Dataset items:
<<<<

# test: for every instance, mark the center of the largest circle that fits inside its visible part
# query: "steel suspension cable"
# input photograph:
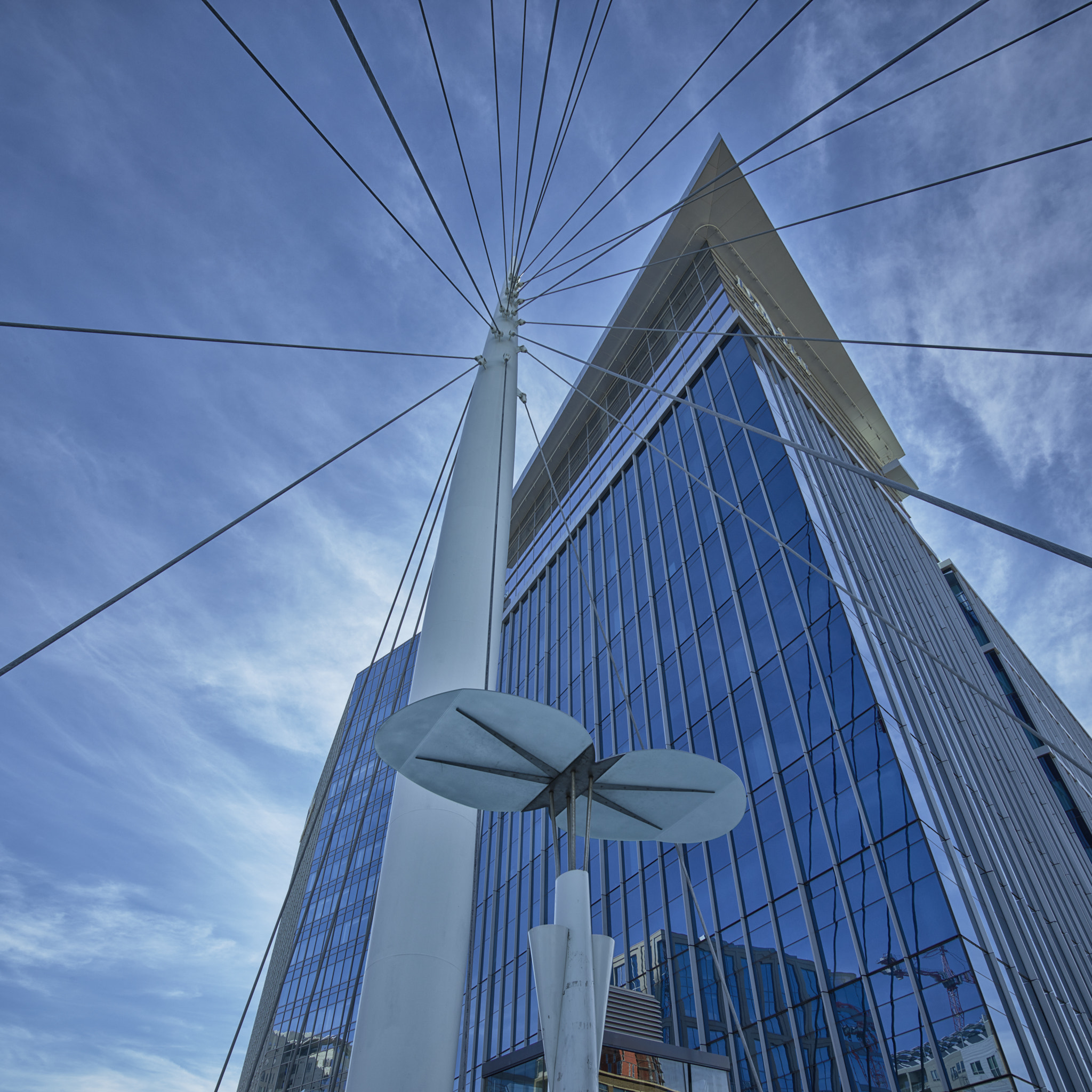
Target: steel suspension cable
(560, 286)
(349, 165)
(231, 341)
(694, 117)
(459, 147)
(539, 122)
(563, 126)
(872, 76)
(309, 825)
(501, 161)
(709, 188)
(704, 191)
(405, 146)
(228, 527)
(519, 138)
(580, 90)
(660, 114)
(833, 341)
(347, 872)
(879, 479)
(890, 626)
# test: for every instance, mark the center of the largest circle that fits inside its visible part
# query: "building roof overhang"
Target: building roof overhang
(730, 219)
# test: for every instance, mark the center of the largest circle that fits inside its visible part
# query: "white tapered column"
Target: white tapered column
(407, 1021)
(573, 979)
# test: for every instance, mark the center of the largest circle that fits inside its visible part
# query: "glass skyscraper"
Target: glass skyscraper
(905, 903)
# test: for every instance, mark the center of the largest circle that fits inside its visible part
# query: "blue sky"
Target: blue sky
(157, 765)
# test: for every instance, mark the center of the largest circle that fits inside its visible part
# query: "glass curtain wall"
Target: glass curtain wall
(310, 1031)
(841, 957)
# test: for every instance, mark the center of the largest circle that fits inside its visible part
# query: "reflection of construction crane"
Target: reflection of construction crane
(949, 979)
(863, 1042)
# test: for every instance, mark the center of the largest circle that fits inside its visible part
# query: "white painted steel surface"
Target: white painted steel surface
(435, 729)
(407, 1020)
(572, 1006)
(694, 799)
(454, 744)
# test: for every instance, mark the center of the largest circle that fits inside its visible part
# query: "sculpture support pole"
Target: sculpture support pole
(407, 1021)
(573, 977)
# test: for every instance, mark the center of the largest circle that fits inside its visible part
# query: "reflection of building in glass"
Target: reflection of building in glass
(295, 1061)
(905, 905)
(304, 1025)
(968, 1057)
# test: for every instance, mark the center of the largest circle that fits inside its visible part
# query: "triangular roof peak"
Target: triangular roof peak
(756, 268)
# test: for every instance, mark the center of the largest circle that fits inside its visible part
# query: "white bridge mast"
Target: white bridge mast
(407, 1021)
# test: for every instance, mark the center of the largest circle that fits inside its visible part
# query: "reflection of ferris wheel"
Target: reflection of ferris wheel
(860, 1037)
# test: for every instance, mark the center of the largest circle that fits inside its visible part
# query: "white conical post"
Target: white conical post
(573, 981)
(407, 1021)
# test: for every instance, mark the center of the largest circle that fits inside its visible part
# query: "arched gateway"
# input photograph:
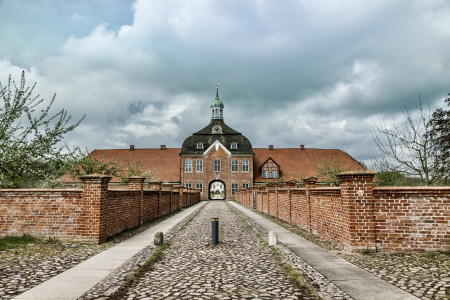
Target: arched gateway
(217, 190)
(217, 154)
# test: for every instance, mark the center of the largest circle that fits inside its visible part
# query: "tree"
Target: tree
(407, 148)
(29, 137)
(439, 131)
(88, 164)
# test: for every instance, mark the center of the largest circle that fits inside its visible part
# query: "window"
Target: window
(234, 165)
(245, 165)
(188, 165)
(234, 188)
(199, 165)
(199, 186)
(217, 165)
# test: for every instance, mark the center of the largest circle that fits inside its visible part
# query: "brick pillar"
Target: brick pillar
(291, 184)
(310, 183)
(136, 183)
(95, 192)
(177, 190)
(168, 187)
(358, 202)
(156, 186)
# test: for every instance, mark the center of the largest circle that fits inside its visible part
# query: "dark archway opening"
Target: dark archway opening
(217, 190)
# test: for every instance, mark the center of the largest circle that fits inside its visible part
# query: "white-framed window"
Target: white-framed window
(188, 165)
(234, 165)
(245, 165)
(234, 188)
(199, 165)
(199, 186)
(217, 165)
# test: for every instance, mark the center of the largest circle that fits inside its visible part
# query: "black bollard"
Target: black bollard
(215, 230)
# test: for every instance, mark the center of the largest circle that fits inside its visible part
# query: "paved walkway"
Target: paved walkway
(240, 267)
(356, 282)
(76, 281)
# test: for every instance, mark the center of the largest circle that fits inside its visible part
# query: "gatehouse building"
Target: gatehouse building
(219, 160)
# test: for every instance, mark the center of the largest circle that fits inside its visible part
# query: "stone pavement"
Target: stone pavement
(425, 275)
(242, 266)
(357, 283)
(74, 282)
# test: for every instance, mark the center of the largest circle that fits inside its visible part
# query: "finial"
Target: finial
(217, 91)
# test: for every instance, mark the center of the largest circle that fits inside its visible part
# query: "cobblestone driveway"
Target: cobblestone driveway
(241, 266)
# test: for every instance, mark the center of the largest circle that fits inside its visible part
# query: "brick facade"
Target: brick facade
(208, 175)
(358, 216)
(92, 214)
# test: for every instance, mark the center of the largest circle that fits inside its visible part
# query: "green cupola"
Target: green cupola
(217, 107)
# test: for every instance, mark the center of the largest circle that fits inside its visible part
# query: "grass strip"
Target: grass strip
(11, 242)
(148, 266)
(296, 277)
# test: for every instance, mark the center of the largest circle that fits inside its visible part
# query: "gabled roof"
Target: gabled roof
(217, 144)
(207, 137)
(165, 162)
(267, 160)
(296, 163)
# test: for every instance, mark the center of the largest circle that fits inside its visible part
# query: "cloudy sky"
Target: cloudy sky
(144, 72)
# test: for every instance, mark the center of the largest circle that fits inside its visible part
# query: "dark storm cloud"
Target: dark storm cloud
(317, 73)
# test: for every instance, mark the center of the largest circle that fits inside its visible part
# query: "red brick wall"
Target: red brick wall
(327, 214)
(358, 216)
(57, 213)
(412, 218)
(93, 213)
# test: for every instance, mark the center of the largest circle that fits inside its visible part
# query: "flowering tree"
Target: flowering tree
(29, 137)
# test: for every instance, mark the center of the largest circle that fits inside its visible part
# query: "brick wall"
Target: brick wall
(412, 218)
(358, 216)
(92, 214)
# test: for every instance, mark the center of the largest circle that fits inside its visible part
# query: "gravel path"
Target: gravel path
(242, 266)
(25, 267)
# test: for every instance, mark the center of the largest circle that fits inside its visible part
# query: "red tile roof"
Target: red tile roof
(165, 162)
(296, 163)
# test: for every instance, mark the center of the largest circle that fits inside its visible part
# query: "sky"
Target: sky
(291, 73)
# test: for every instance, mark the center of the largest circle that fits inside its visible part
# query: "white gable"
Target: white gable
(216, 145)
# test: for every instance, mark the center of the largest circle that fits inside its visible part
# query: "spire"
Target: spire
(217, 91)
(217, 106)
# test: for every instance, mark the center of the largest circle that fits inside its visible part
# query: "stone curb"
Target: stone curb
(116, 279)
(324, 288)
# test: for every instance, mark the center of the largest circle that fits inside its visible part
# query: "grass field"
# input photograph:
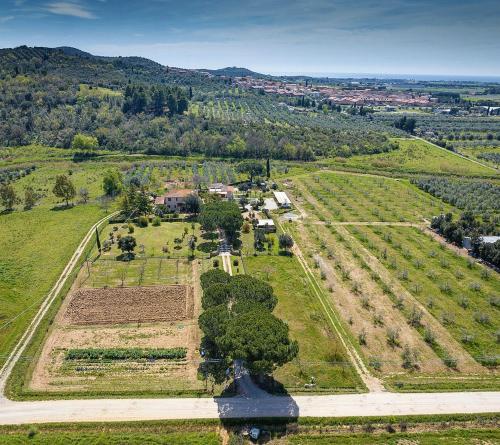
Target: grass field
(417, 156)
(441, 305)
(359, 198)
(320, 353)
(459, 437)
(461, 295)
(37, 244)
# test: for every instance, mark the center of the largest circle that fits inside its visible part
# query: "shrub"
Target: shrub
(467, 338)
(448, 318)
(429, 336)
(445, 287)
(362, 337)
(375, 363)
(393, 337)
(458, 274)
(410, 358)
(365, 302)
(485, 274)
(463, 302)
(451, 362)
(476, 287)
(415, 317)
(142, 221)
(495, 301)
(378, 319)
(482, 318)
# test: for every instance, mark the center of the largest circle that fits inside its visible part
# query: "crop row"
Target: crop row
(91, 354)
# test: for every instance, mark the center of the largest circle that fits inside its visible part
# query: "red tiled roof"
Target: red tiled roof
(179, 193)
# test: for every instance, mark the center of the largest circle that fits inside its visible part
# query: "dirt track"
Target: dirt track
(130, 304)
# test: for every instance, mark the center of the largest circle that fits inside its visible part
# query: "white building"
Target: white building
(282, 199)
(266, 224)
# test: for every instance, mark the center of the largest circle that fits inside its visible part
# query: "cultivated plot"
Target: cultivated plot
(362, 198)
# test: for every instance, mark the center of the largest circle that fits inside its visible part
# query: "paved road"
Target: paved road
(371, 404)
(249, 404)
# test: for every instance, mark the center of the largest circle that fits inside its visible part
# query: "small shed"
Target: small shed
(283, 200)
(266, 224)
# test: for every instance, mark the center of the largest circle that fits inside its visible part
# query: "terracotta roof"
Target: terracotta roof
(179, 193)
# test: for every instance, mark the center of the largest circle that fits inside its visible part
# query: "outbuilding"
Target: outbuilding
(283, 200)
(266, 224)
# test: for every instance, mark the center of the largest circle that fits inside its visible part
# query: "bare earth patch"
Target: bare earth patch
(140, 317)
(130, 304)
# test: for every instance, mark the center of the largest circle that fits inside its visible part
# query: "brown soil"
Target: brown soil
(130, 304)
(467, 363)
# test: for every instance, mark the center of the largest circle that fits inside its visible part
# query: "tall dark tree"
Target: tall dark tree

>>>>

Task directions:
Wherever "tall" turns up in the records, copy the whole line.

Solution to the exercise:
# query: "tall dark tree"
Target: tall dark tree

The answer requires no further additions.